● Page extract:
'''

# Steelhead?



## monkman (Aug 22, 2013)

Caught this bugger today on the Ausable..... Is this a salmon or a steelhead?


----------



## limige (Sep 2, 2005)

Salmon....prime river specimen. Surprised its still alive


----------



## fishmagnetmike (Dec 10, 2010)

Looks like a big pink salmon


Posted using Outdoor Hub Campfire


----------



## walle gator (Apr 17, 2011)

Had no idea they were still around this time in the year! Nice find


----------



## monkman (Aug 22, 2013)

Yeah thought it was kinda weird looking for a steelhead cause of the big hump back, almost like a pink salmon. FWIW it was 29 inches and 11 lbs.


----------



## StonedFly (Feb 24, 2012)

That's a buck steelhead

Sent from my SPH-L710 using Ohub Campfire mobile app


----------



## skipper34 (Oct 13, 2005)

StonedFly said:


> That's a buck steelhead
> 
> Sent from my SPH-L710 using Ohub Campfire mobile app



Yep! Humped back or not, this is definitely a buck steel.


----------



## MrFysch (Feb 9, 2008)

100% steelhead......dark fall run male


----------



## herb09 (Jan 11, 2009)

Beautiful winter steel.

Sent from my XT1080 using Ohub Campfire mobile app


----------



## Reel_Screamer86 (Mar 22, 2007)

StonedFly said:


> That's a buck steelhead
> 
> Sent from my SPH-L710 using Ohub Campfire mobile app


Yup sure is.. What a "boot" congrats on the fine specimen..

Sent from my bloody fingertips


----------



## jacks300ultra (Mar 24, 2011)

Stealie with out a dought! Beautiful buck!

Sent from my SCH-I535 using Ohub Campfire mobile app


----------



## MichiganStreamside (Jan 19, 2014)

That is a beautiful winter male steelhead!


----------



## limige (Sep 2, 2005)

I didn't realize they got that knarly. .. wow

Not used to seeing "BOOTS"


----------



## monkman (Aug 22, 2013)

Steelhead it is.....seen lotta buck steelheads before but yeah this one was kind of knarly looking.


----------



## LSSUfishmaster (Aug 4, 2008)

'''

● Given data:

'''

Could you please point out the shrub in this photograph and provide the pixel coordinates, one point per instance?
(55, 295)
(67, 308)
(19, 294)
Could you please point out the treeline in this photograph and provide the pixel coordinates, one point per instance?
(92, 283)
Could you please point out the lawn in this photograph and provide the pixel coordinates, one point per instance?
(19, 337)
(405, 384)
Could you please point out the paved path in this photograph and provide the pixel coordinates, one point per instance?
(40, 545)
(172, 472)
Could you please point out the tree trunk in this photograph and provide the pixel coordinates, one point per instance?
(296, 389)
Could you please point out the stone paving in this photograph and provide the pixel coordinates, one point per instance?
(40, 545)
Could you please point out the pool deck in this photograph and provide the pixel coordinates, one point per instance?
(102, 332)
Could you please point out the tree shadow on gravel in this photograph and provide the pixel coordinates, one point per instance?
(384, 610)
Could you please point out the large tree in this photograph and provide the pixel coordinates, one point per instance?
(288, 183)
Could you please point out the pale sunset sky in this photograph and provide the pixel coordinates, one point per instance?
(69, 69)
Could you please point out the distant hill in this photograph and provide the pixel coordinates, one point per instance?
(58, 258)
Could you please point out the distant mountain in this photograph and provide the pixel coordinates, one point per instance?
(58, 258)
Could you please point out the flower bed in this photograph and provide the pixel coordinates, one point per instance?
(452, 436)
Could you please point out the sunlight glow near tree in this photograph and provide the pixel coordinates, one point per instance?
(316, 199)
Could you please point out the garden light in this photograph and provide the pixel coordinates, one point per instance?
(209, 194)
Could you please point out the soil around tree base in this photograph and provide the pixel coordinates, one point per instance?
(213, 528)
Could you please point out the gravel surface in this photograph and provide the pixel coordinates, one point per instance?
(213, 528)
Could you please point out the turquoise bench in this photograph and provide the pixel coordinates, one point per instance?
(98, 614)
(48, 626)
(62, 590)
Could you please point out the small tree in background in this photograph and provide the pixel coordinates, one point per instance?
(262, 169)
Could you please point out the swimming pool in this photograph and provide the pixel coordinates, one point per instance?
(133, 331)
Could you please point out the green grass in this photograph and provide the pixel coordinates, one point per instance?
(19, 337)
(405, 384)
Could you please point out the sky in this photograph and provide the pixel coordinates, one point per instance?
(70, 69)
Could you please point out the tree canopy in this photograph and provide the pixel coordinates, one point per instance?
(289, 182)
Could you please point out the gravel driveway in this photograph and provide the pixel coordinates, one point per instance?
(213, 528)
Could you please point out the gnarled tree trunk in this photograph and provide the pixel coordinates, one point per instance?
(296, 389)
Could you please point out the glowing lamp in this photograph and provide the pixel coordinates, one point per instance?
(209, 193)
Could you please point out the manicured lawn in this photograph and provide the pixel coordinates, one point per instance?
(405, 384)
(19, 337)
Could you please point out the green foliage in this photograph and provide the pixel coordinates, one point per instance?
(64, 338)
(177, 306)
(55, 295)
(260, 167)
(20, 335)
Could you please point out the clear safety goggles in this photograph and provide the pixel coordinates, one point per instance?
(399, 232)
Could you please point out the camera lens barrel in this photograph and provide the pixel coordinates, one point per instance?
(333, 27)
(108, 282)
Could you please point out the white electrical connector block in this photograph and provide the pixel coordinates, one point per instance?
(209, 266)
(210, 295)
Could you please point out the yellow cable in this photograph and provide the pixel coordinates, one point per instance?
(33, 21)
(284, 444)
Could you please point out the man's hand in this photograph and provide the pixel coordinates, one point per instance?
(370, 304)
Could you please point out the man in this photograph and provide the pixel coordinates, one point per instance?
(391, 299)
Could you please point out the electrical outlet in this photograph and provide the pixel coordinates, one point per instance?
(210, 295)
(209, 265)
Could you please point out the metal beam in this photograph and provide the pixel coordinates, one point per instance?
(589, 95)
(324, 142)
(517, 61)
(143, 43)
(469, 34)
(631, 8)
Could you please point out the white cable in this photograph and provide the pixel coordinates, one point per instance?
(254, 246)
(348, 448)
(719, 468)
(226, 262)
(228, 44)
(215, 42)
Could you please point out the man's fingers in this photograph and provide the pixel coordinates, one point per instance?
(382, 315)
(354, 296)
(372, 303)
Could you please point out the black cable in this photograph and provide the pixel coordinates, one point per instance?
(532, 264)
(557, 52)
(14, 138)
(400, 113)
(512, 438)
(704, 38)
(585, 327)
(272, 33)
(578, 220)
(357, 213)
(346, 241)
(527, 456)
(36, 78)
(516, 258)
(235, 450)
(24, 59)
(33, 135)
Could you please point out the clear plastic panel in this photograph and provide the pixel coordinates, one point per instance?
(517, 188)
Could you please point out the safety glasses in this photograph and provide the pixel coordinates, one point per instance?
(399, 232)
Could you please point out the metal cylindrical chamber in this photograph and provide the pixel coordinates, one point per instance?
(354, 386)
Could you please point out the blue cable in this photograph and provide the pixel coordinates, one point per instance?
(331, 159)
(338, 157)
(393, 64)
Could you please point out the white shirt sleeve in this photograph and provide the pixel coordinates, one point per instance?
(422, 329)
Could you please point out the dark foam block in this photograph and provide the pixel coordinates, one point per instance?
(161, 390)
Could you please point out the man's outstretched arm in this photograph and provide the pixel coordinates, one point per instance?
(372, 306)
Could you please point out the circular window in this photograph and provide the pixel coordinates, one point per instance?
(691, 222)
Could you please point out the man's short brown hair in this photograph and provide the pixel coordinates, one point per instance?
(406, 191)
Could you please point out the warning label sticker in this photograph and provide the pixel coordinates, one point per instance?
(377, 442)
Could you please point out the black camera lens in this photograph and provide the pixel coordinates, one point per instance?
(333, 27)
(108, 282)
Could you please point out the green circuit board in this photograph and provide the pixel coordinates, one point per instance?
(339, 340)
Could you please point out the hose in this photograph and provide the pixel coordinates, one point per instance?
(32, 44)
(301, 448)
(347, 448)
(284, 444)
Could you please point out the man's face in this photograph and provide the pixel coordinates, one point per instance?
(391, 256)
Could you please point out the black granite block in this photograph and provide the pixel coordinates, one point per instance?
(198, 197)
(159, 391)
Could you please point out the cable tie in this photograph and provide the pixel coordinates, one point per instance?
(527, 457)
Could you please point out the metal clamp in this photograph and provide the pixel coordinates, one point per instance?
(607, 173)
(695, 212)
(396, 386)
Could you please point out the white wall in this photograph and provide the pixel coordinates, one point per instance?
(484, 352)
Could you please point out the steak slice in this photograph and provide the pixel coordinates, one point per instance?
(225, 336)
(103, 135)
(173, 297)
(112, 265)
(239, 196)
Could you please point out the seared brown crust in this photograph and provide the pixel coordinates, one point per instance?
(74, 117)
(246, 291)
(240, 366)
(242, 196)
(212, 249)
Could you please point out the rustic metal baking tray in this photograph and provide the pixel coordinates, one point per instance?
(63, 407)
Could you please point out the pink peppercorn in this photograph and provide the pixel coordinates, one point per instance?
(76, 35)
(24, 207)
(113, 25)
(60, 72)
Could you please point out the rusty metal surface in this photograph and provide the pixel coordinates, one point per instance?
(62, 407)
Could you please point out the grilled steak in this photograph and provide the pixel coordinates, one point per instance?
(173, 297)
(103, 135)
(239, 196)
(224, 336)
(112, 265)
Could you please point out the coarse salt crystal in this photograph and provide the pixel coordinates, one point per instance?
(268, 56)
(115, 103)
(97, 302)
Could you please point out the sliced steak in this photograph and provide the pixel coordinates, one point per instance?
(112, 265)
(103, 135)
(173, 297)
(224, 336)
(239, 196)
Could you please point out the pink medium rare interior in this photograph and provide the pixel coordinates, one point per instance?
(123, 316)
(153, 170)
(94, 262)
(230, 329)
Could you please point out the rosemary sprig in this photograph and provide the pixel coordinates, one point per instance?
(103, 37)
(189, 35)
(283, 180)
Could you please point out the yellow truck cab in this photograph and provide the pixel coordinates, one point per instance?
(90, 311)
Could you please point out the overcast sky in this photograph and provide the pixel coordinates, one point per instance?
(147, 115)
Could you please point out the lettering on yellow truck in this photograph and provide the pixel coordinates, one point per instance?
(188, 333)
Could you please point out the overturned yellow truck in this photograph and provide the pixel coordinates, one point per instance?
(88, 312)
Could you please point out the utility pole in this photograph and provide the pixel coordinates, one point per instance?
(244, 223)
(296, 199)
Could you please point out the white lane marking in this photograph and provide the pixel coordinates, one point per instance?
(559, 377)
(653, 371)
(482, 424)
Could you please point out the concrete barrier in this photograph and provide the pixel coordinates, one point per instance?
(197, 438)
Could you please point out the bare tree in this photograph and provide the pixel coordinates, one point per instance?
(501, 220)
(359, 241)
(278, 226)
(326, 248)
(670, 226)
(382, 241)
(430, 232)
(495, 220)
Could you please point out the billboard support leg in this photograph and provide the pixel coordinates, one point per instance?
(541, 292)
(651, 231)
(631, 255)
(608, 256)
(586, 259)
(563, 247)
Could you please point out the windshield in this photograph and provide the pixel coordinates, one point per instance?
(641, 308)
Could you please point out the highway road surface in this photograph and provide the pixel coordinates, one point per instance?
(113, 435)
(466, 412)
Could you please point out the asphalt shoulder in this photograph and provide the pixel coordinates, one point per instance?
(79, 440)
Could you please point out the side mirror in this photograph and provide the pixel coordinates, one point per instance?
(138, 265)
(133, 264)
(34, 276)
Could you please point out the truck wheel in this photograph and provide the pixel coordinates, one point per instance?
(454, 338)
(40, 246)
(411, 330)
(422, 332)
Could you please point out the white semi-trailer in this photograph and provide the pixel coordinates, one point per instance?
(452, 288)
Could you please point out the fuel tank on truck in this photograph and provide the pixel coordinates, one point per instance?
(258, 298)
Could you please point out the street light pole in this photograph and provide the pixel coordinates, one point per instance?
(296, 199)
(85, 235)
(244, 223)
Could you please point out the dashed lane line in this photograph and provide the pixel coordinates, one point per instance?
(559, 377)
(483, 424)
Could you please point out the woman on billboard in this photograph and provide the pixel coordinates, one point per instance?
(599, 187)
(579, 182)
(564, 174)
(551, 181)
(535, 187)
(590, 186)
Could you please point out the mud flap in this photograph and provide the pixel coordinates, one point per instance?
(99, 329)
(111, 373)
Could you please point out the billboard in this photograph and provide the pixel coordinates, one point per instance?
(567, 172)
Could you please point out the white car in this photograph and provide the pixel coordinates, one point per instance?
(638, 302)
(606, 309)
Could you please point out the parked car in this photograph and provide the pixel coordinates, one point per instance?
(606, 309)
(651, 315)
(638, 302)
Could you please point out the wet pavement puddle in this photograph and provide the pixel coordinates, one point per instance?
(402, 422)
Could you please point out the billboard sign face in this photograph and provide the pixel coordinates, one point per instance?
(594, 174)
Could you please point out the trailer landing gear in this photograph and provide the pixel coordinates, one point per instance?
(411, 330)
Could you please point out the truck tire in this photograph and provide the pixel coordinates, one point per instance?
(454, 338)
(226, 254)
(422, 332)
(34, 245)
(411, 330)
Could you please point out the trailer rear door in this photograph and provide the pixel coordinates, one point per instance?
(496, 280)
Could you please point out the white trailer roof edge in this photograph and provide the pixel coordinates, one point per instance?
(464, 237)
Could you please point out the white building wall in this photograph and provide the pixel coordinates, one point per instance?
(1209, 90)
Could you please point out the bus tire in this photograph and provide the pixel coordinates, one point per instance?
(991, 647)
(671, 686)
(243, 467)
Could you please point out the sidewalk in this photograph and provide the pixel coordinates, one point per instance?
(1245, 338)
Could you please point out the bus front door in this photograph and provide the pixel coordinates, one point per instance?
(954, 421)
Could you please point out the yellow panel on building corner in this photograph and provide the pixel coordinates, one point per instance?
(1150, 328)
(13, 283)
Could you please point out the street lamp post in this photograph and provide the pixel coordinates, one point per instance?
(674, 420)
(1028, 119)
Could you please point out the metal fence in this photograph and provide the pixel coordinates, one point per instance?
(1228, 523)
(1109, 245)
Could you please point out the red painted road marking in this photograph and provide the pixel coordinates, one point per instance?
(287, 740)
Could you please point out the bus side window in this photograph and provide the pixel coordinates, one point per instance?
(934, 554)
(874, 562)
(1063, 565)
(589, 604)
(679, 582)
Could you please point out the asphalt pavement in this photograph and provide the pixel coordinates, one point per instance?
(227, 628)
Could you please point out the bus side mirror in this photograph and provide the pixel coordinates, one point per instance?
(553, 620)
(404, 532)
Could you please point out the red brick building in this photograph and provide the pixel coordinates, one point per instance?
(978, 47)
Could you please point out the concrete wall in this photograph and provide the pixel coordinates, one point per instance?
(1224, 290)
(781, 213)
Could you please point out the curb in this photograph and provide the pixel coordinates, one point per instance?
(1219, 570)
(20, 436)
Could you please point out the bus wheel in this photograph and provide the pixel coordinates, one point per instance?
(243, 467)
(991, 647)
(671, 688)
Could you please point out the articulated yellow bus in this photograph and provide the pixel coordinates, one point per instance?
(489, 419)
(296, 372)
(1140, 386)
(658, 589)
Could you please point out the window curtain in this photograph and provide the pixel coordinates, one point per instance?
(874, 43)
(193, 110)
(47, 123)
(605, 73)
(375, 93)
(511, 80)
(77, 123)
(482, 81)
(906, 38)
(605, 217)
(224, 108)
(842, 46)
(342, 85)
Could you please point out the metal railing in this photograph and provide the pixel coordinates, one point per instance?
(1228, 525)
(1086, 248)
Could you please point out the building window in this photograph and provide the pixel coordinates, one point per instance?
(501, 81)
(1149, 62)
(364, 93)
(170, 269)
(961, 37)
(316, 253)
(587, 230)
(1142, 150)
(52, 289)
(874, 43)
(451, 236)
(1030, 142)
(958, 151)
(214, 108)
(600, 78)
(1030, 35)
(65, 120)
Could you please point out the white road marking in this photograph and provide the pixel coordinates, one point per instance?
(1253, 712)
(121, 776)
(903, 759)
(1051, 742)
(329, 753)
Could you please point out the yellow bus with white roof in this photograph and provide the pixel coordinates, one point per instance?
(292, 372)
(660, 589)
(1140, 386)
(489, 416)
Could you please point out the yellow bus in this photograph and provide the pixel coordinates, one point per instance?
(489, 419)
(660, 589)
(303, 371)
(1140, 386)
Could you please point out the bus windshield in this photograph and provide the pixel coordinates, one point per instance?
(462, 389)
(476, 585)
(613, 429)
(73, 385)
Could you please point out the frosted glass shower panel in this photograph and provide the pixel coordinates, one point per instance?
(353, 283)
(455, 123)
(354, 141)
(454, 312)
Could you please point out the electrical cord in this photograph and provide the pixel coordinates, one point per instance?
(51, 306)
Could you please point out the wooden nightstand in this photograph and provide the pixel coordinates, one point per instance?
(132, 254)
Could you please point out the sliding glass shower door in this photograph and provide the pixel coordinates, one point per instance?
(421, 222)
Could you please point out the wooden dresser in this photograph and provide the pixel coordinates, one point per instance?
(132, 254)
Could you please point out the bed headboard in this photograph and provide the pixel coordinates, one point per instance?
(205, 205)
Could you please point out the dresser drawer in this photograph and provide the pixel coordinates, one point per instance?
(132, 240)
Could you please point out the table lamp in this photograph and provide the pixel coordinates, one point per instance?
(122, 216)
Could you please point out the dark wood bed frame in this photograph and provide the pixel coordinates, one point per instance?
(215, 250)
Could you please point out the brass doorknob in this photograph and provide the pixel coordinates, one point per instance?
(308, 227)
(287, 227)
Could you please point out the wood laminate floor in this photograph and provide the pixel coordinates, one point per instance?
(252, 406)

'''

● Exercise directions:
Answer these questions from the fish-identification thread above.
(a) On which river was the fish caught?
(b) What length and weight did the angler give for it?
(c) Which poster first called it a buck steelhead?

● Solution to this exercise:
(a) The Ausable.
(b) 29 inches and 11 lbs.
(c) StonedFly.